(Given instruction): Write out every row below word for word, leaving out the pictures.

** begin Exercise data **

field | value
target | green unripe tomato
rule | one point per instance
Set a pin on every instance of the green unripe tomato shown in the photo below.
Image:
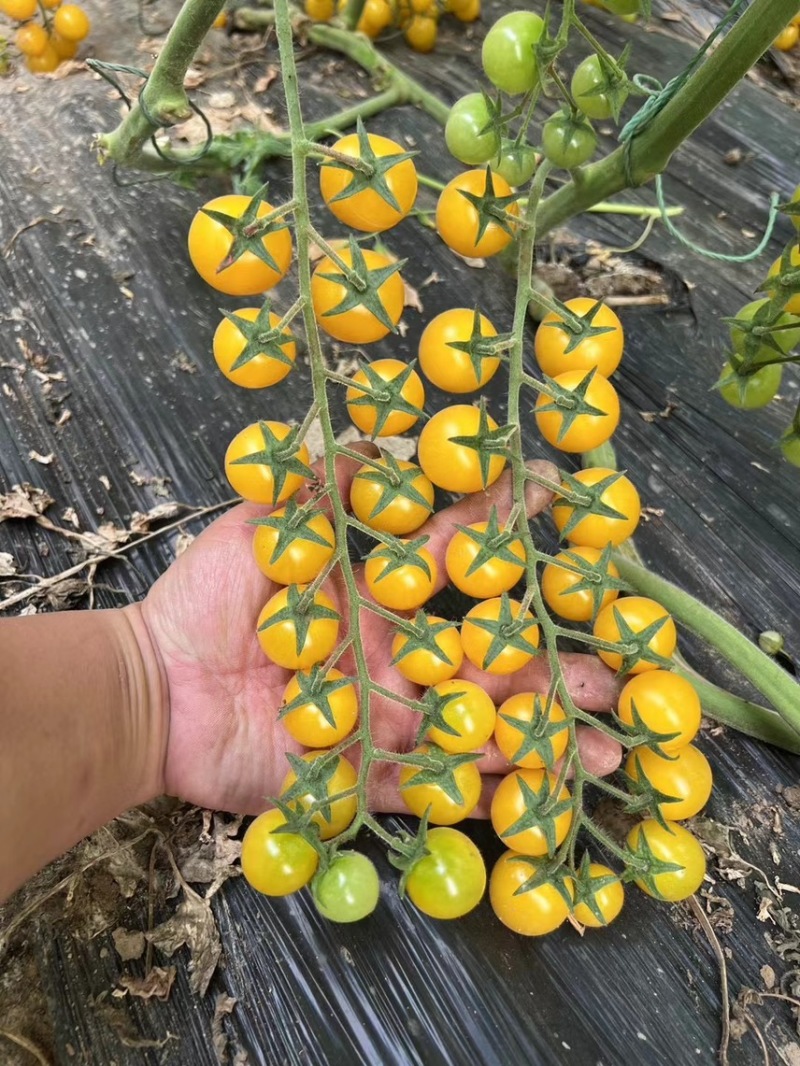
(568, 142)
(349, 889)
(515, 162)
(786, 339)
(790, 446)
(586, 87)
(463, 136)
(508, 51)
(754, 390)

** end Exercise data **

(Exercise response):
field | value
target | green unripe tomato
rule | one point per instance
Set a pin on every instance of the green unripe tomato shown in the photo below.
Image:
(568, 142)
(349, 889)
(515, 162)
(786, 339)
(790, 446)
(586, 87)
(463, 136)
(508, 51)
(754, 390)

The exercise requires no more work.